_The exercise_
Arrange everything from the line containing "[trace] shadow in crevice" down to the end of the items as a numbered list, omitting blank lines and leaving out the pictures.

(Outline entries for labeled areas)
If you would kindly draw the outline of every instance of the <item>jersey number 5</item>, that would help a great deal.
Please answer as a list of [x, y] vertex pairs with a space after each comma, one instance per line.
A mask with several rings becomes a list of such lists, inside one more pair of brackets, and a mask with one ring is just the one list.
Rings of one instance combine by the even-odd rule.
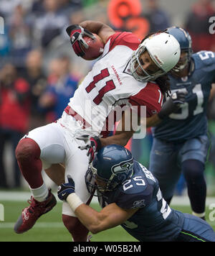
[[[95, 84], [100, 81], [107, 78], [110, 76], [108, 68], [105, 68], [101, 70], [101, 73], [93, 77], [93, 81], [86, 87], [85, 90], [89, 93], [94, 88], [95, 88]], [[115, 86], [113, 80], [108, 81], [105, 83], [105, 86], [103, 86], [99, 91], [97, 96], [93, 99], [93, 102], [97, 105], [99, 105], [102, 101], [104, 95], [108, 93], [108, 91], [112, 91], [115, 88]]]

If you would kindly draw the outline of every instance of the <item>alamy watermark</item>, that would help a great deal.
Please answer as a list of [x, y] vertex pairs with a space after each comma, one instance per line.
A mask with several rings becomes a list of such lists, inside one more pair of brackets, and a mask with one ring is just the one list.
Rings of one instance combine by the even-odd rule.
[[209, 22], [211, 23], [209, 26], [209, 33], [211, 35], [215, 34], [215, 16], [211, 17]]
[[0, 204], [0, 221], [4, 221], [4, 207]]
[[4, 20], [2, 17], [0, 17], [0, 35], [4, 34]]
[[[146, 135], [146, 106], [120, 105], [102, 106], [93, 106], [87, 100], [82, 106], [73, 106], [70, 109], [69, 115], [78, 121], [77, 126], [81, 125], [86, 132], [105, 132], [117, 131], [133, 131], [133, 139], [143, 139]], [[84, 110], [83, 110], [84, 109]], [[77, 113], [80, 113], [79, 115]], [[123, 120], [123, 121], [122, 121]], [[118, 124], [117, 127], [115, 124]]]

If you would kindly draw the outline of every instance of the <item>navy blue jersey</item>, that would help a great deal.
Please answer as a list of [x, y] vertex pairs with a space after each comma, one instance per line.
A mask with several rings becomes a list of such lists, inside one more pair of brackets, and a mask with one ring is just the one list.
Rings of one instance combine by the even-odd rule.
[[201, 51], [192, 55], [193, 69], [186, 78], [170, 76], [171, 90], [186, 90], [186, 102], [153, 128], [154, 137], [184, 141], [207, 132], [206, 108], [211, 83], [215, 83], [215, 53]]
[[131, 178], [100, 198], [102, 207], [115, 203], [123, 209], [139, 209], [121, 226], [139, 241], [173, 241], [182, 229], [183, 214], [163, 198], [158, 180], [134, 161]]

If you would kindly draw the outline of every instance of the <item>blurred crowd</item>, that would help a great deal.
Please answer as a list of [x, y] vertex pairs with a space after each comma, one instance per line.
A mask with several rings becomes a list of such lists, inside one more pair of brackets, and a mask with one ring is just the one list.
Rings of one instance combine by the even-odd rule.
[[[183, 22], [195, 52], [215, 51], [208, 22], [215, 17], [214, 3], [196, 1]], [[29, 130], [58, 119], [92, 67], [91, 61], [72, 52], [65, 32], [69, 24], [100, 20], [142, 38], [173, 25], [158, 0], [0, 0], [0, 17], [4, 21], [0, 35], [0, 188], [22, 186], [13, 159], [14, 182], [7, 180], [6, 144], [11, 144], [14, 154]], [[140, 152], [133, 152], [139, 160]]]

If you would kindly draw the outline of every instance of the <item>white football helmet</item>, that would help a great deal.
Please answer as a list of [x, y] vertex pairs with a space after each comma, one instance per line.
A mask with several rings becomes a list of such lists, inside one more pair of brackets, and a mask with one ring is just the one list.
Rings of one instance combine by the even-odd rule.
[[[140, 56], [147, 50], [159, 70], [149, 74], [140, 63]], [[178, 62], [181, 55], [180, 45], [177, 40], [165, 32], [153, 34], [146, 38], [133, 52], [131, 56], [130, 70], [133, 77], [138, 81], [154, 81], [171, 70]], [[140, 67], [145, 76], [136, 72]]]

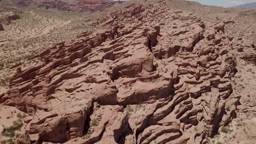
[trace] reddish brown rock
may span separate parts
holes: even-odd
[[[32,117],[19,140],[205,143],[236,117],[231,83],[240,39],[228,38],[224,23],[207,26],[165,5],[115,11],[92,23],[103,31],[30,58],[44,63],[19,69],[0,99]],[[254,61],[253,49],[244,51]]]
[[[0,31],[4,31],[3,25],[0,23]]]

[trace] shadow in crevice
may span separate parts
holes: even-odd
[[[128,130],[124,133],[118,139],[117,143],[118,144],[124,144],[126,143],[125,142],[125,138],[128,135],[132,135],[133,134],[133,131],[132,131],[132,129],[130,127],[130,124],[128,123]]]

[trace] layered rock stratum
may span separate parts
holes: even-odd
[[[104,0],[19,0],[0,1],[0,4],[4,5],[16,5],[26,7],[38,7],[44,9],[54,9],[60,10],[81,11],[96,11],[103,10],[122,1]]]
[[[132,4],[17,69],[0,101],[28,114],[18,143],[209,143],[237,113],[253,41],[165,1]]]

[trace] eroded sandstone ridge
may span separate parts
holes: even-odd
[[[30,58],[1,103],[30,116],[18,143],[207,143],[236,116],[236,58],[252,42],[165,1],[133,4]]]

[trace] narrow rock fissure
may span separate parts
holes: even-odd
[[[88,115],[86,121],[85,121],[85,123],[84,123],[84,131],[83,133],[84,135],[88,134],[88,130],[90,128],[90,122],[91,122],[91,118],[90,118],[90,116],[94,112],[94,103],[92,102],[92,105],[90,107],[91,110],[90,110],[90,112]]]

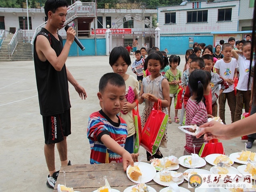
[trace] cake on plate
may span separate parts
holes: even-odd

_Response to this task_
1. [trace] shadow in crevice
2. may span separate parts
3. holes: even-odd
4. [[[128,130],[124,133],[118,139],[117,143],[118,144],[124,144],[126,143],[125,142],[125,138],[128,135],[132,135],[133,134],[133,131],[132,131],[132,129],[130,127],[130,124],[128,123]]]
5. [trace] layered rock stratum
6. may span separate parts
7. holes: even-odd
8. [[[104,0],[19,0],[0,1],[0,4],[4,5],[16,5],[26,7],[38,7],[44,9],[54,9],[60,10],[81,11],[96,11],[103,10],[122,1]]]
9. [[[132,4],[17,69],[0,101],[28,114],[18,143],[209,143],[237,113],[253,41],[165,1]]]
10. [trace] eroded sandstone ridge
11. may span separate parts
12. holes: even-odd
13. [[[30,58],[1,103],[30,116],[18,143],[207,143],[236,116],[236,58],[252,42],[165,1],[133,4]]]
14. [trace] narrow rock fissure
15. may span separate parts
16. holes: even-odd
17. [[[88,115],[86,121],[85,121],[85,123],[84,123],[84,131],[83,133],[84,135],[88,134],[88,130],[90,128],[90,122],[91,122],[91,118],[90,118],[90,116],[94,112],[94,103],[92,102],[92,105],[90,107],[91,110],[90,110],[90,112]]]
18. [trace] cake on plate
19. may span separate parts
20. holes: even-odd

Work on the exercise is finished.